Search the data below for the word "traffic" and copy each line that holds it.

*Material provided:*
══════════
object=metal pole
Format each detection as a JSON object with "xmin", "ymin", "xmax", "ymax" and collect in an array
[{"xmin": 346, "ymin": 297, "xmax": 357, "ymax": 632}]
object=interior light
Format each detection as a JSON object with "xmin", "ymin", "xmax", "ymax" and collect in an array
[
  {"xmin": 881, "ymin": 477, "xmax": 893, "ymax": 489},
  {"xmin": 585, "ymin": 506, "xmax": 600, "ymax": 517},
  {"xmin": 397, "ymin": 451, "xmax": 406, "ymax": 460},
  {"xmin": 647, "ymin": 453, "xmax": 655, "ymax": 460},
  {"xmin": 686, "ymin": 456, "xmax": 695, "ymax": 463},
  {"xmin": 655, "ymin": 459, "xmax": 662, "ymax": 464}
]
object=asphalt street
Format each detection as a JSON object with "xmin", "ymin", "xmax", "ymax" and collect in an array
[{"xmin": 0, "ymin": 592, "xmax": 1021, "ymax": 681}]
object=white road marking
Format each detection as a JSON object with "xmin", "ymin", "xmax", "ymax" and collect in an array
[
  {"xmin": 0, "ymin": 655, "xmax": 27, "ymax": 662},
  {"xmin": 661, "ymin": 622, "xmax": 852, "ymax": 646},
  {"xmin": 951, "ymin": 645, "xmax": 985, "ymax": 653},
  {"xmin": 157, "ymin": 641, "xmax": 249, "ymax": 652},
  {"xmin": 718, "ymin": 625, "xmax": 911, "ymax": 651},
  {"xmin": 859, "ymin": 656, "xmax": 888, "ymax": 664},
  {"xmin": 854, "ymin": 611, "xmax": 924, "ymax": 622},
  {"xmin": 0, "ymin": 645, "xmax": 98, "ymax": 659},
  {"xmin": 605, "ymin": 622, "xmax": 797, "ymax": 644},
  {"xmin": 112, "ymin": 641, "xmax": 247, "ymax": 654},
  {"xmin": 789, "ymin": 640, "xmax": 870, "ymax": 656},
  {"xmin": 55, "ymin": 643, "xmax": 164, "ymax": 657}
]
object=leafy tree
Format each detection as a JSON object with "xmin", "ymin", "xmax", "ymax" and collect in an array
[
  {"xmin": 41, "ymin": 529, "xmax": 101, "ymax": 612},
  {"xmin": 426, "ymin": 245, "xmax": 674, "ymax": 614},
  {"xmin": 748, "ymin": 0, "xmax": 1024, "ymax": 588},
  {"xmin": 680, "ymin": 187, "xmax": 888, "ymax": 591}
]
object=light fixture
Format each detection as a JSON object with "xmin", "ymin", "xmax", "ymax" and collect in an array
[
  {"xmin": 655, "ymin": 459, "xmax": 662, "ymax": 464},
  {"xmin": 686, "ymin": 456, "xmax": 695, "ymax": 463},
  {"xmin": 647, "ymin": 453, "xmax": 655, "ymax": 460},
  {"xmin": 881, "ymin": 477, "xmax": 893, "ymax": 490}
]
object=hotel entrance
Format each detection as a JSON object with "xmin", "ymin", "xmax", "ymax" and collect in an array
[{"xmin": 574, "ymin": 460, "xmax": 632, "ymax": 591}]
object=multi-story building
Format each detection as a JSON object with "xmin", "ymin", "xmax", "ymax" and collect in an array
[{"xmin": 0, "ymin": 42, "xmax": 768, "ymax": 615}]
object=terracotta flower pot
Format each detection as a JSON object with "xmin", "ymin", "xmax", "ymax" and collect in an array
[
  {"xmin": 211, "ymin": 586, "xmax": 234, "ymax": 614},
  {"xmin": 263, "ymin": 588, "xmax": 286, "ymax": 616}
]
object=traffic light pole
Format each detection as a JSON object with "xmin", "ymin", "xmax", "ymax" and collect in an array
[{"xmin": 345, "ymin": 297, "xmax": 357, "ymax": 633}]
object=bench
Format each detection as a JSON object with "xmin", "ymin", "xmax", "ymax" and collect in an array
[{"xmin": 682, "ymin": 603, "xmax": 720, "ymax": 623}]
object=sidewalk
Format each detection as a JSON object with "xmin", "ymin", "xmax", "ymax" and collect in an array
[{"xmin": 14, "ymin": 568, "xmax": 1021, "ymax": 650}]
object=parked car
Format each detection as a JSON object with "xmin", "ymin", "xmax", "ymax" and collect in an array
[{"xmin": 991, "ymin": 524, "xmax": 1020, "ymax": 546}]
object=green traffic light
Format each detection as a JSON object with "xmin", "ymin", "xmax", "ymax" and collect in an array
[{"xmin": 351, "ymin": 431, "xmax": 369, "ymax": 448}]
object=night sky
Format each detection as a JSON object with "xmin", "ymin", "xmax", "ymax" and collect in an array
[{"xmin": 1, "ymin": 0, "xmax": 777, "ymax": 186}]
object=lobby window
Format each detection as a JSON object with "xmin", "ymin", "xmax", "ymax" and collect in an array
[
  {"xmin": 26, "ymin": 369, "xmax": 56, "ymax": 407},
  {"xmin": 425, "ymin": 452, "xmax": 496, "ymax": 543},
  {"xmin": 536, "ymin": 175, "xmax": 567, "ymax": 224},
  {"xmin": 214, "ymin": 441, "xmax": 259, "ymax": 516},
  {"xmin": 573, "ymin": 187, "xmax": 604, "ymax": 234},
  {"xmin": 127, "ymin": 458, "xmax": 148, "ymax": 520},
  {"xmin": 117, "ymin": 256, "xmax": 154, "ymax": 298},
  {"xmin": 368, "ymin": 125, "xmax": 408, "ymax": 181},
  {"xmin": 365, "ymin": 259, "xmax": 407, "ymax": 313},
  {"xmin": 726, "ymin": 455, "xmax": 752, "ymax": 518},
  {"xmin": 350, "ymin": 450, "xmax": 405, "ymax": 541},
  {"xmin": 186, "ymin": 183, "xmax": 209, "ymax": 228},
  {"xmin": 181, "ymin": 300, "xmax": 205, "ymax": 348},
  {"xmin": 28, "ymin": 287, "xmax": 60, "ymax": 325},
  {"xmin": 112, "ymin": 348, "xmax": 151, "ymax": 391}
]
══════════
*Answer for this exercise:*
object=traffic light pole
object=green traffic light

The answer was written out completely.